_Document passage_:
■ ■ ■

The theory of action translates well into an educational sphere, something we have demonstrated over the previous three posts in this series. Now, we can delve down a layer and discuss the two types of learning described by Argyris and Schӧn.

Single and double loop learning 

Having established that their theory of action consists of two sub-theories – theory-in-use and espoused theory – Argyris and his colleagues then described two types of learning which they call ‘single’ and ‘double loop’ and how they shape our theory-in-use.

Single loop learning occurs when we learn within the constraints of what we know. We have:

  • A fixed range of interrelated variables to consider
  • A prescribed view of how they interact with each other which is limited by our experience and often unsubstantiated preconceptions
  • An accepted degree of tolerance for any action which we may take
  • Personal interpretation of outcomes.

The actions we take are often the result of trial and error.

A more detailed analysis of single loop learning shows that our actions are characterised by a desire to be successful in achieving the purpose we have defined.  We suppress our negative feelings and emphasise rationality.  Our main strategies are the result of a one-sided view of how we control our environment, the tasks we undertake and how we protect ourselves and others. We keep the rationale for our action to ourselves, often using unsubstantiated evidence to justify our actions.  This can lead to us making face-saving moves that leave embarrassing facts unstated.

These manifest themselves in discouraging enquiry, making unsupported assumptions, treating one’s own views as correct, not sharing attributions and evaluation and taking face-saving actions to deflect potential failure.

The result is that our actions are idiosyncratic and vulnerable to changes to our context. (Argyris, Putnam & McLain Smith, 1985).

Double loop learning occurs when we engage with others in order to add their knowledge to what we already know and thus potentially improve our actions. In doing this, we adopt a collaborative approach which:

  • Allows us to access knowledge from beyond our experience
  • To consider new variables and how they relate to each other
  • Establishes new ways of projecting the outcomes of our actions, often with the use of data

The result of which is a marked change in our theory-in-use.

■ ■ ■

_What this exercise asks_:
1/ Answer these from the passage on single and double loop learning:
(a) What two sub-theories make up the theory of action?
(b) In single loop learning, the actions we take are often the result of what?
(c) What does double loop learning produce in our theory-in-use?
2/ Carry on the passage on single and double loop learning from its last sentence.
The listing that follows is not needed for anything here.

■ ■ ■

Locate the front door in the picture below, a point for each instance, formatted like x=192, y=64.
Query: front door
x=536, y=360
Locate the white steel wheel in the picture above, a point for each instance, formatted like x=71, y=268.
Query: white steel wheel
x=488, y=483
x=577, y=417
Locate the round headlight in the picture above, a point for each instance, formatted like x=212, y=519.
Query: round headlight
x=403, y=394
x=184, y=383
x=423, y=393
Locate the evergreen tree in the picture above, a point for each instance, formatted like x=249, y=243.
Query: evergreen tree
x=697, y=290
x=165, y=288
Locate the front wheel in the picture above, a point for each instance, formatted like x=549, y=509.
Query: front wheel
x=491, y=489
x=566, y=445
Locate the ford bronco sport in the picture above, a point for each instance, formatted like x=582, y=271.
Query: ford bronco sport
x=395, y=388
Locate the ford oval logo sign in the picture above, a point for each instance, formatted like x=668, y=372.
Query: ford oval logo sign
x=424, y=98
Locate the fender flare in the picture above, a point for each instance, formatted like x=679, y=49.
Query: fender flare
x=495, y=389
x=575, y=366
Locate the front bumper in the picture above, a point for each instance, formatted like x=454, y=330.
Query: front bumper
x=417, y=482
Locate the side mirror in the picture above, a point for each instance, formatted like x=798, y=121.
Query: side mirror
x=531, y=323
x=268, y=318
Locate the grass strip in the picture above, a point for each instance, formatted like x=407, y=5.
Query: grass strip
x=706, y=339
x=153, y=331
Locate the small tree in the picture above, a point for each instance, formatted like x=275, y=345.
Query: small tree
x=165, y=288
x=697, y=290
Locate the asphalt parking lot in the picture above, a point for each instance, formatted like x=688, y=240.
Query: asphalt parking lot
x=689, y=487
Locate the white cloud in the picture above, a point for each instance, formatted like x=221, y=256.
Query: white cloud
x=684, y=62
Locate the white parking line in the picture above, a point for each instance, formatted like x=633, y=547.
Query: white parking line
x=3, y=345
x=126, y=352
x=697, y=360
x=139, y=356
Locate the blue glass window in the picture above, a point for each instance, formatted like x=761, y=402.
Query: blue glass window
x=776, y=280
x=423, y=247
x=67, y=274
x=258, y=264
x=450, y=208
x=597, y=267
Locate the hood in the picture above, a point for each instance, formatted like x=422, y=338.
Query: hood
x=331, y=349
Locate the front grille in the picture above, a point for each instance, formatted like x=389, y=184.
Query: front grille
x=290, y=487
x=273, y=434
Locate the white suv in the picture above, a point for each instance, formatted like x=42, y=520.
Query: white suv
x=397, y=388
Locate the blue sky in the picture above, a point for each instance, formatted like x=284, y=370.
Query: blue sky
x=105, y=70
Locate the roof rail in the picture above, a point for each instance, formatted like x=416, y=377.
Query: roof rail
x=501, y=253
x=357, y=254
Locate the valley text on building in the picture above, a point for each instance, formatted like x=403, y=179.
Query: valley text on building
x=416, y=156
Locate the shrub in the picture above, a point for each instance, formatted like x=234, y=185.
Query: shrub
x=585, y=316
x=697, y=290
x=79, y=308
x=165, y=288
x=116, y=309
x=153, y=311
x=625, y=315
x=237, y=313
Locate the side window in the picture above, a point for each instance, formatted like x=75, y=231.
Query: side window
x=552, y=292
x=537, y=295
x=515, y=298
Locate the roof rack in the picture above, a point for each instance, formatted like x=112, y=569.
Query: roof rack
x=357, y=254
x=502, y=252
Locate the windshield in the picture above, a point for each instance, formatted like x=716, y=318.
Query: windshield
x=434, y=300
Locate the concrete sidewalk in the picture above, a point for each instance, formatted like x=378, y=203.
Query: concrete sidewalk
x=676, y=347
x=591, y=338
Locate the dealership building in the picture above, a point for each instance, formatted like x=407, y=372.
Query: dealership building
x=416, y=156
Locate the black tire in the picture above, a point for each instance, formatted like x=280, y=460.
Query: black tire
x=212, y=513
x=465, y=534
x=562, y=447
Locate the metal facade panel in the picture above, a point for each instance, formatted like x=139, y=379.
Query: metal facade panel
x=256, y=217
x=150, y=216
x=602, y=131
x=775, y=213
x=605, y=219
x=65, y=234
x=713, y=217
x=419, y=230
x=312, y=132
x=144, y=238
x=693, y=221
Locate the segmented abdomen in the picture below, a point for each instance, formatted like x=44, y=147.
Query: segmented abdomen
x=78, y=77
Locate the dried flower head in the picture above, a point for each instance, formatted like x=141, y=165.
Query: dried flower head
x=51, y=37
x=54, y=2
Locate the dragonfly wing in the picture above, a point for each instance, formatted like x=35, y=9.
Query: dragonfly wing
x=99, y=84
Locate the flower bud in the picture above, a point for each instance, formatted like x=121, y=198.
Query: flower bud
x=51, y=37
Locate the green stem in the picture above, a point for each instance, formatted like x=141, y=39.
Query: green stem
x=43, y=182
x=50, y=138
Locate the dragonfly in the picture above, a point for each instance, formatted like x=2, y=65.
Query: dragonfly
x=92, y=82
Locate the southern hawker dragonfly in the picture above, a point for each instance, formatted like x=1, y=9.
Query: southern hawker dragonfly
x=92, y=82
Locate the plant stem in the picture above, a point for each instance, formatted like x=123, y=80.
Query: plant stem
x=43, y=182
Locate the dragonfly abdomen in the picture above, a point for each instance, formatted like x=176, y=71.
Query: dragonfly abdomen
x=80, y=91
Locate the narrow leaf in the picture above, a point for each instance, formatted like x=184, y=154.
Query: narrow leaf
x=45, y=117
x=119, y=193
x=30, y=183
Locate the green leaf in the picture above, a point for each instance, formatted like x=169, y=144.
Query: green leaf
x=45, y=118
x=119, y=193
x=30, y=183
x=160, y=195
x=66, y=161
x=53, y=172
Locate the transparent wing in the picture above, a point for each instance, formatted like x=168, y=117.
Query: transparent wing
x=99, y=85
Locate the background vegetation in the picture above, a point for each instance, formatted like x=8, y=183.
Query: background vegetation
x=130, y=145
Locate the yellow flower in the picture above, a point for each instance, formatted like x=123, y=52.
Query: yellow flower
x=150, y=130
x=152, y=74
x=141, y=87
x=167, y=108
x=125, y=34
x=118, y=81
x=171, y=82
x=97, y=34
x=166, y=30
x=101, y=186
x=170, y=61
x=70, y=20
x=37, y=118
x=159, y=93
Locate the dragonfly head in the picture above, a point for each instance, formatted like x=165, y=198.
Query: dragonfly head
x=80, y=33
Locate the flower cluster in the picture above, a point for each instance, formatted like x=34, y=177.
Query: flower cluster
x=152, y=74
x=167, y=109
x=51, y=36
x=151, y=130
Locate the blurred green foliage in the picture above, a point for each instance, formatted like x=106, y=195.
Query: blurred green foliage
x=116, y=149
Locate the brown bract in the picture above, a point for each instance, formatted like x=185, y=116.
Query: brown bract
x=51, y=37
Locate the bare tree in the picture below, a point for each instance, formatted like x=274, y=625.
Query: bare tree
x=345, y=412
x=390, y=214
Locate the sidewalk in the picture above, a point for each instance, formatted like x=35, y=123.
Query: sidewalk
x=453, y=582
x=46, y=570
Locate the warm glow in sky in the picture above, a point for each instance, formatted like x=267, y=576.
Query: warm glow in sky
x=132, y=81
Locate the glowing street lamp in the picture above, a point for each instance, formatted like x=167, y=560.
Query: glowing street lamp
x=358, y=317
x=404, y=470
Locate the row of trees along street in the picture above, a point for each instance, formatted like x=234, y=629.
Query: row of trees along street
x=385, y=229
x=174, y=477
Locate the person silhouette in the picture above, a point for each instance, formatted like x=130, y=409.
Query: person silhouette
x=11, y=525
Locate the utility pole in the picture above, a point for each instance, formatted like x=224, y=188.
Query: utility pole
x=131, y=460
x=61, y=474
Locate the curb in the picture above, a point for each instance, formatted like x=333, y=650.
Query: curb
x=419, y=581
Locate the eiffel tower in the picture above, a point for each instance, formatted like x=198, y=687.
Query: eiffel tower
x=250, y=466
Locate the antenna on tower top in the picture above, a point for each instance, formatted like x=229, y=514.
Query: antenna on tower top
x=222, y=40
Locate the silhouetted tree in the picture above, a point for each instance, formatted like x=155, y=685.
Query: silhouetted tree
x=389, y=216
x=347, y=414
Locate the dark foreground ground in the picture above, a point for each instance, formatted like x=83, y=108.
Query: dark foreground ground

■ ■ ■

_Answers to the tasks_:
1/
(a) Theory-in-use and espoused theory.
(b) Trial and error.
(c) A marked change in it.

2/
In more detail, we use evidence to inform decisions in an open way.  Making choices not constrained by our own viewpoint.  We share control with others, engaging in the design and realisation of our actions. This can result in personal views and the underlying reasons for our actions being made explicit.  Our actions are often observable and subject to the scrutiny of our colleagues. The consequence of this is that we have a broader range of choices and we feel less threatened if the actions we take are not successful, (Anderson, 1997).  Therefore, our chances of selecting the right course of action are considerably enhanced.

In the example we described in part 4, our teacher tried to find the appropriate action to resolve the issue of a disruptive class. Initially, they relied on their theory-in-use, which was the result of single loop learning.  In time, through trial and error, they might have arrived at the correct course of action. However, the gap between the outcome of their actions and the school’s espoused theory was such that the leadership of the school was considering formally intervening and our teacher experienced feelings of failure.

To prevent this, the teacher sought the advice of a colleague, who demonstrated how to successfully deal with a similar situation. This was followed by an open dialogue. Questioned by our teacher, the colleague explained how to determine the necessary course of action to resolve problems of classroom disruption. They then worked together to devise a strategy that resulted in our teacher adopting a wider set of variables and in a different combination, prompted by the explicit description of what worked, double loop learning.  Thus, the professional pride of our teacher was restored and the leadership of the school was satisfied that the espoused theory of the school was being met.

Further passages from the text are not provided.